* [Job 1] How would you rewrite the paragraph beginning "When data passes back and forth wirelessly" in the text on NFC in museums as a short list that keeps its main facts?

* [Document text]
In museums today, there are all sorts of technologies that are able to merge the real-world experience of visitors with enhanced information from the virtual world. Systems like QR codes and Augmented Reality where visitors can access additional content in the virtual realm via their smart device are now not uncommon in many of the world’s leading museums.
Near-Field Communication is another technology that is worth talking about from a visitor perspective.
What is NFC?
When data passes back and forth wirelessly, there are a number of different protocols that could be used. Some like WIFI or Bluetooth are well known. NFC is another form of this technology which was developed from radio-frequency identification, a microchip identification system which is used in retail for scanning items. The technology relies on relatively modest electro-magnetic fields which can be detected only when the scanning equipment is close to the item which has the chip within it.
Nokia, Phillips and Sony led the way with the development of NFC, installing early versions of it on their old mobile handsets. These days, nearly all of the big smartphone manufacturers offer NFC capability with their products. Around five years ago, something akin to a two-factor identification system was developed for NFC to allow for greater security. This meant that commercial applications could be developed using it. Since then, NFC has started to be used for tap and pay transactions which have allowed users to make payments directly from their phone, either from their bank account, their virtual wallet or from their PayPal account.

* [Data to process]
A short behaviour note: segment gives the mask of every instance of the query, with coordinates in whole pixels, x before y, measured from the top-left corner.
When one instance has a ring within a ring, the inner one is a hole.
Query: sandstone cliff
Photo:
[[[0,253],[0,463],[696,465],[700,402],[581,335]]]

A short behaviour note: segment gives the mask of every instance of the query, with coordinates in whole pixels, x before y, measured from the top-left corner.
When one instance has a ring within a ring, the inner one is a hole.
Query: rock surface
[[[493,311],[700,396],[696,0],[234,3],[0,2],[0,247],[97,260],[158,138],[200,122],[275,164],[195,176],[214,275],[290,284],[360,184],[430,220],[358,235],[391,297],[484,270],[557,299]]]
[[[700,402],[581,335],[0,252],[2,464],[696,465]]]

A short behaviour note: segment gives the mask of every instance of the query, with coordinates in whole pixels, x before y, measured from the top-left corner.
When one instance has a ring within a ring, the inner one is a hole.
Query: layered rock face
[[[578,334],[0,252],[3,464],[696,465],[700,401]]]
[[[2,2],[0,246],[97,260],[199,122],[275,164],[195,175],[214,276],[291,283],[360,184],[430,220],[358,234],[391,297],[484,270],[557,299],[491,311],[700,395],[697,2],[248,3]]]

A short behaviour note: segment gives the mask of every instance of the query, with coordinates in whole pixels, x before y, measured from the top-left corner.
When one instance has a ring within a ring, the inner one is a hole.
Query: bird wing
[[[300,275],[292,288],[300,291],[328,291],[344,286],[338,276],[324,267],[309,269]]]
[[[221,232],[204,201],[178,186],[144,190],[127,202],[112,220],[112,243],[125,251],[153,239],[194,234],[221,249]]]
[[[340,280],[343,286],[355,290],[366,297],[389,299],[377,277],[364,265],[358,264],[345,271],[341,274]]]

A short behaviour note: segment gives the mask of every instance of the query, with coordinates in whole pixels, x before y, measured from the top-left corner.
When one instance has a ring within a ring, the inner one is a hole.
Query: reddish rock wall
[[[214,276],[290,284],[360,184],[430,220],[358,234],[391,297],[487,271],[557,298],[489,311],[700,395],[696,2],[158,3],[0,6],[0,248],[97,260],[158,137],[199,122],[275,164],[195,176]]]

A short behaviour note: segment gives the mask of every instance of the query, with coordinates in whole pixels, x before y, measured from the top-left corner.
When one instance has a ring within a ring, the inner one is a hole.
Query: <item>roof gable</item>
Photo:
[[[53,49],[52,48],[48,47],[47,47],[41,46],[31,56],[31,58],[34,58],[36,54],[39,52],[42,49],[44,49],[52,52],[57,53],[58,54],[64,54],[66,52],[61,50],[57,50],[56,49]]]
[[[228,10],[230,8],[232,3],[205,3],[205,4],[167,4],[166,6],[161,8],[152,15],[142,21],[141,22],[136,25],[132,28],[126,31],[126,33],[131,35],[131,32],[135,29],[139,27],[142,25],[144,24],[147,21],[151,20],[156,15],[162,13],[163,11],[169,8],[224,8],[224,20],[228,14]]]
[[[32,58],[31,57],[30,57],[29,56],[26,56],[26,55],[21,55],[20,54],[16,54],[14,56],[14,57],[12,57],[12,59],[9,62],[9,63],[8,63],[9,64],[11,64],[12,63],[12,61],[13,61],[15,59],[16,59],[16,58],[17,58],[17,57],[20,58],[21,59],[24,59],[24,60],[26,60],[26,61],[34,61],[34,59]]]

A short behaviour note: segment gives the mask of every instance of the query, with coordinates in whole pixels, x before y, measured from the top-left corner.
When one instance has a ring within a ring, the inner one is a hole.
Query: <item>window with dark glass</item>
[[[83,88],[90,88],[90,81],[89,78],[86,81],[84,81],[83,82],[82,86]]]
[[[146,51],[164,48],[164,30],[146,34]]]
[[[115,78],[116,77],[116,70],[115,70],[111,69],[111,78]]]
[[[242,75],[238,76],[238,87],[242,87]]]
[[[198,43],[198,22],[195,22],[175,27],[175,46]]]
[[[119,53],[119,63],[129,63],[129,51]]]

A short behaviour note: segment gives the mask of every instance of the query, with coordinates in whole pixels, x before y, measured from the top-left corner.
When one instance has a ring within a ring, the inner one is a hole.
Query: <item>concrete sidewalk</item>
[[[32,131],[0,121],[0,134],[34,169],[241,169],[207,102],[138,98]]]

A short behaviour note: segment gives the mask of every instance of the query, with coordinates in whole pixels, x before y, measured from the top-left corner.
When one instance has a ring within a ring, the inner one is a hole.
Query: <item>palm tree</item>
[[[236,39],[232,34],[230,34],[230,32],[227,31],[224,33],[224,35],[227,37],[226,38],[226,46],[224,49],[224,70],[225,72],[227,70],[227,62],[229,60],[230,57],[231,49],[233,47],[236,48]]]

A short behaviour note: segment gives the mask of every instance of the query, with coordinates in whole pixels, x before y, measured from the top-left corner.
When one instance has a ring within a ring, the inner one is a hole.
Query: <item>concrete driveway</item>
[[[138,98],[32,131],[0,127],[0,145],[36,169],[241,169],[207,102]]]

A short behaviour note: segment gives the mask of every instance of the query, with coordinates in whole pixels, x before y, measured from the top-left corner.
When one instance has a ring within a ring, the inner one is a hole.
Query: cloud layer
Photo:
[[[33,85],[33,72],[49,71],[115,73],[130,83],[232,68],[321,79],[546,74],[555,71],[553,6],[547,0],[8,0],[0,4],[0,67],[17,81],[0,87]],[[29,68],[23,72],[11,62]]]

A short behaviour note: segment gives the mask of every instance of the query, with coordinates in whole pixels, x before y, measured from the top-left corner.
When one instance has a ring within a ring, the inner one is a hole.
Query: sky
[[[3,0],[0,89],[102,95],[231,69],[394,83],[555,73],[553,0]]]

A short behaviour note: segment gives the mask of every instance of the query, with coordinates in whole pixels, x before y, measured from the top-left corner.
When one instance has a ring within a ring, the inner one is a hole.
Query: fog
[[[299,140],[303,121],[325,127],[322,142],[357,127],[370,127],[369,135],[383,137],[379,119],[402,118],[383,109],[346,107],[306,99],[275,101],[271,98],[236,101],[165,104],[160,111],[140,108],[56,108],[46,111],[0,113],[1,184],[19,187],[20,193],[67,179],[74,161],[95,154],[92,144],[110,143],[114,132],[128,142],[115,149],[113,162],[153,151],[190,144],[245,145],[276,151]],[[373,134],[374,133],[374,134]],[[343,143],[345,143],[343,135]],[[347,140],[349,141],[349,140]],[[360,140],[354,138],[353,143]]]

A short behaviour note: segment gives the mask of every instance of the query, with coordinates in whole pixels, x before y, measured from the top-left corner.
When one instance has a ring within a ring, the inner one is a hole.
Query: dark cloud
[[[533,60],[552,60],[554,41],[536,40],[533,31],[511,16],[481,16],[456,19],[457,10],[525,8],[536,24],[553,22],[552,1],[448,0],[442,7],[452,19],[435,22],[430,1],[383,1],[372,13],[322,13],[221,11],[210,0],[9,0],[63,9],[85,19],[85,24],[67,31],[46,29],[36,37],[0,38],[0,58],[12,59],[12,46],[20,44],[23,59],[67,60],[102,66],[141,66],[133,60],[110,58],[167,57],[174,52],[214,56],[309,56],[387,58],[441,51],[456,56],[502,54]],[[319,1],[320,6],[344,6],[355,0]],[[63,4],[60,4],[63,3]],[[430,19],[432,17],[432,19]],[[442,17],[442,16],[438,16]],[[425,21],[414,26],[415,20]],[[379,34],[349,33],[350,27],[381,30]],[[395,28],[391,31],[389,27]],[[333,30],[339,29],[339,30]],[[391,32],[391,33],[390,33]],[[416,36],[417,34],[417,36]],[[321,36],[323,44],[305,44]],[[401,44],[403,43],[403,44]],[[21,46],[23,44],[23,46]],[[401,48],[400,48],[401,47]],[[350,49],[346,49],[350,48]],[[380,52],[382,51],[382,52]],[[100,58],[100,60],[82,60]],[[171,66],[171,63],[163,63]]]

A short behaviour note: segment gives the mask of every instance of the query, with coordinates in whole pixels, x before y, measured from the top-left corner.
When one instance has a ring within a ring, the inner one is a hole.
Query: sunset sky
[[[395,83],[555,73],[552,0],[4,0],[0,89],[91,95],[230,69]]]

* [Job 2] Resize the listing from its first line through the line containing "[[[0,253],[0,463],[696,465],[700,402],[581,335]]]", both included. Repeat those lines with the requests unchanged, multiply every coordinate in the answers by 2.55, and round each result to a whole number, with halves rounding up.

* [Task solution 1]
- Wireless data transfer can use several protocols, such as the well-known WIFI and Bluetooth.
- NFC is another such protocol, developed from radio-frequency identification, a microchip identification system used in retail for scanning items.
- It relies on relatively modest electro-magnetic fields that can be detected only when the scanning equipment is close to the item containing the chip.

* [Task solution 2]
A short behaviour note: segment gives the mask of every instance of the query, with coordinates in whole pixels, x before y, measured from the top-left corner.
When one instance has a ring within a ring, the inner one is a hole.
Query: sandstone cliff
Photo:
[[[0,645],[0,1181],[1775,1186],[1785,1025],[1482,854]]]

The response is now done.